### 課題一覧
1 - 対象テキストのうち「社会に良いことをする団体や法」から「賞ファイナリスト(2016)」までを、一字も変えずに書き写してください。
2 - 対象テキストによれば、協賛企業はLGBT向けの新サービスの提供に加えて、何を宣言しましたか。

### 対象テキスト
===============
社会に良いことをする団体や法人は、たいていお金に困っている。だからこそ広告クリエーティブが、広報やコミュニケーションの領域だけではなくマネタイズの仕組みまでつくることができれば、社会的なインパクトは大きいということを学びました。
【銭谷(個人)としての成果】
・ただの慈善活動ではなく、マネタイズも行い電通の仕事として成立させた
・広告賞の獲得
TCC新人賞(2015)、CCN賞(2015)、FCC賞(2015)、電通ベストソリューションアワード特別賞 (2015)、TCC賞ファイナリスト(2016)
・協賛企業との長期アクション
協賛企業も、ただ協賛するだけではなく、LGBT向けの新サービスを提供したり、LGBT人材の積極採用を宣言。クライアントの新しいアクションにつながり、銭谷(当時は電通)の新しい仕事にもつながった。
・毎年、来場者の方からいただく寄せ書き
コピーの賞はいくつか獲れると思っていたのですが、電通社内のソリューションアワード(社内MVPみたいなもの)もいただけたのは、電通のふところは大きいなと思ったできごとでした。「“好き”に変はない展」自体は、電通の規模に対して、とても小さな仕事でしたので。
===============
### 対象データ

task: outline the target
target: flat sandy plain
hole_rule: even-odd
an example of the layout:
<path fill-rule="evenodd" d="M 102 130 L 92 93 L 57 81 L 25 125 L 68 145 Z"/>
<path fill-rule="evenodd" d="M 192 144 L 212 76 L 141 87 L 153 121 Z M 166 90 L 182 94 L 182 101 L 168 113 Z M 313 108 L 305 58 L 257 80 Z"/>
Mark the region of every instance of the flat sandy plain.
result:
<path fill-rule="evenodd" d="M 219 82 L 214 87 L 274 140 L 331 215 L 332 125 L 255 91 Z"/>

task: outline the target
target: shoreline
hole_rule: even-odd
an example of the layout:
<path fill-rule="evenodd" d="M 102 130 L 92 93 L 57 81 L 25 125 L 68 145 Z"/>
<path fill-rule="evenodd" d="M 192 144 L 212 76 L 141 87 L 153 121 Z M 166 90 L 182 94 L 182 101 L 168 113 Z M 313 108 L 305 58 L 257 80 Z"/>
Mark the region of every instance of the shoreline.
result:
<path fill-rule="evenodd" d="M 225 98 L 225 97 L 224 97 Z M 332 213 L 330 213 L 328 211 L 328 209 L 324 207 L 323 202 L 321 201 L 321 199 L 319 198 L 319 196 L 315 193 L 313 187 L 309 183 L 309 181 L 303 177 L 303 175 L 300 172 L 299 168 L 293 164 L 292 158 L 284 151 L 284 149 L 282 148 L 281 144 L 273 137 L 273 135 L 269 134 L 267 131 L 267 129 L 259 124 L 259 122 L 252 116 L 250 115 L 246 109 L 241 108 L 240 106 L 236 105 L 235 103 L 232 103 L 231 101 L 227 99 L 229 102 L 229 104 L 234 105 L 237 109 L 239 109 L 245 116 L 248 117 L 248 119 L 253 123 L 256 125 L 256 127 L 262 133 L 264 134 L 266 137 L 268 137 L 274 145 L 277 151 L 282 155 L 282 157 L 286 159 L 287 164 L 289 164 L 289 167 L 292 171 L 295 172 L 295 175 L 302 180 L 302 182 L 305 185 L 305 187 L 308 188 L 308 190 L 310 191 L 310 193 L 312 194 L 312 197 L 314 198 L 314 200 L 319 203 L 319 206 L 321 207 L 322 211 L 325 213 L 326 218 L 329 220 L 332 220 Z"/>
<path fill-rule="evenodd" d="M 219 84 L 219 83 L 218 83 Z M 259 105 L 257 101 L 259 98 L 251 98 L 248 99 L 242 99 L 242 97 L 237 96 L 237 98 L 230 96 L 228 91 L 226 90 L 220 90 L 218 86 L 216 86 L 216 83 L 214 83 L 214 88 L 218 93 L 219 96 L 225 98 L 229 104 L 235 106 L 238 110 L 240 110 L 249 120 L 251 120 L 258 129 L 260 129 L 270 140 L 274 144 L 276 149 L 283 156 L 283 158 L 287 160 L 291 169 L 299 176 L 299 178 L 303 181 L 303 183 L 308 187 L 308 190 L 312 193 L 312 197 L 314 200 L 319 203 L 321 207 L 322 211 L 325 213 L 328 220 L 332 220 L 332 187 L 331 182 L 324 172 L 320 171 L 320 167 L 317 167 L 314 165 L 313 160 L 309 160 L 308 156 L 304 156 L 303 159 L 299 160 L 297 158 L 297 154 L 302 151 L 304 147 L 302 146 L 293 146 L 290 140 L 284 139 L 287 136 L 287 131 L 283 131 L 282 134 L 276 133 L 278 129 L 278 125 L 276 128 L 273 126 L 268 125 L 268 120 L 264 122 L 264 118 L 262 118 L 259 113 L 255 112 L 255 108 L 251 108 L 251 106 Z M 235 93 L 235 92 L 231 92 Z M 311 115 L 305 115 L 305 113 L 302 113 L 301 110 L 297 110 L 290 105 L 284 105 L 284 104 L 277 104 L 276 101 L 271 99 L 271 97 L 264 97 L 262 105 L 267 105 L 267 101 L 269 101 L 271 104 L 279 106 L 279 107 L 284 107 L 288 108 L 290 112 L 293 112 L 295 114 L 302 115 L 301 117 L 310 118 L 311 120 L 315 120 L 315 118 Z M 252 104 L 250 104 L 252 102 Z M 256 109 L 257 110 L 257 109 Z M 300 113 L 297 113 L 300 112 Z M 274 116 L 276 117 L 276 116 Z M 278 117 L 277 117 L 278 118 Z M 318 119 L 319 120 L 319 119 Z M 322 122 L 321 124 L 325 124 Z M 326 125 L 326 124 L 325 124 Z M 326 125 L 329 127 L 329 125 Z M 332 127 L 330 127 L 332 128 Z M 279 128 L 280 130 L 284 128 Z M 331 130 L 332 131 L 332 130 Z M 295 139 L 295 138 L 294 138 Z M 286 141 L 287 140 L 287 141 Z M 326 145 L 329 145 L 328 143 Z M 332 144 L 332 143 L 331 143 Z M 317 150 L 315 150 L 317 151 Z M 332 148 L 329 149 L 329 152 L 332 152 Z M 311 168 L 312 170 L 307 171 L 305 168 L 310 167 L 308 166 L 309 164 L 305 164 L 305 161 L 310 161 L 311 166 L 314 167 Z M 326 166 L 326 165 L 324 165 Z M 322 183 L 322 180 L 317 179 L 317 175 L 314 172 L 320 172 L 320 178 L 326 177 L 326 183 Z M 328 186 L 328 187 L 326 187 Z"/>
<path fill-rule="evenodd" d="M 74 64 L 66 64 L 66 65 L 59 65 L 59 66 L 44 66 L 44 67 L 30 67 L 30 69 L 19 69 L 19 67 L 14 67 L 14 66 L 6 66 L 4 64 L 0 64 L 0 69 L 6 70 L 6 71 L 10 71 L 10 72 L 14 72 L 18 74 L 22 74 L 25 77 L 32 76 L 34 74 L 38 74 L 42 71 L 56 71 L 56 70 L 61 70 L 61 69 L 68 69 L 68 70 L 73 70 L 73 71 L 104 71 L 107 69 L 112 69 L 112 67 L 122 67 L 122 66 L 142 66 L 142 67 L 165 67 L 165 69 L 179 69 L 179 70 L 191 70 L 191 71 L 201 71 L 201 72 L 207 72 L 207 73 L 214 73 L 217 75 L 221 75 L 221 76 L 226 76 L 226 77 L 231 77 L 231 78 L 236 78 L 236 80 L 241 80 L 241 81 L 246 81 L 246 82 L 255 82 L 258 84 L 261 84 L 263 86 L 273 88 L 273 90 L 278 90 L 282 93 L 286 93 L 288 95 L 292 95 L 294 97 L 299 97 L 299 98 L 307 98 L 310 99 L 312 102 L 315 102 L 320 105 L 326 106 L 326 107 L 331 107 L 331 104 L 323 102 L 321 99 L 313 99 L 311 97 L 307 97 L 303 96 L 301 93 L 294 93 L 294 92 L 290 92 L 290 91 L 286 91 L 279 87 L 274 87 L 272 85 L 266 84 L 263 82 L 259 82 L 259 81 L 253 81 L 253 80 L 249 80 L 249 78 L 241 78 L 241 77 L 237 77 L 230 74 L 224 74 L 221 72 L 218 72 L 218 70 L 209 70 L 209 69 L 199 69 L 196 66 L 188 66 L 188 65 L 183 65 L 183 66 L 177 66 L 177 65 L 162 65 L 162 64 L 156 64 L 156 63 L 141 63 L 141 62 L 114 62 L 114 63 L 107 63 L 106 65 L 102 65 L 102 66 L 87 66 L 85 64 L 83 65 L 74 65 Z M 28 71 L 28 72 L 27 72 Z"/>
===============
### 解答
1 -
社会に良いことをする団体や法人は、たいていお金に困っている。だからこそ広告クリエーティブが、広報やコミュニケーションの領域だけではなくマネタイズの仕組みまでつくることができれば、社会的なインパクトは大きいということを学びました。
【銭谷(個人)としての成果】
・ただの慈善活動ではなく、マネタイズも行い電通の仕事として成立させた
・広告賞の獲得
TCC新人賞(2015)、CCN賞(2015)、FCC賞(2015)、電通ベストソリューションアワード特別賞 (2015)、TCC賞ファイナリスト(2016)

2 - LGBT人材の積極採用です。